Stored records:
○ ○ ○ ○ ○ ○ ○

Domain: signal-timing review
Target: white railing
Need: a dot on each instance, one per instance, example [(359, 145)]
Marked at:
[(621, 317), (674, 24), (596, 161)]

○ ○ ○ ○ ○ ○ ○

● **Your objective**
Return every line of the data unchanged.

● **Response to the exercise**
Domain: signal-timing review
Target: white railing
Need: a dot on each instance, one per instance, example [(359, 145)]
Marked at:
[(621, 317), (674, 24), (596, 161)]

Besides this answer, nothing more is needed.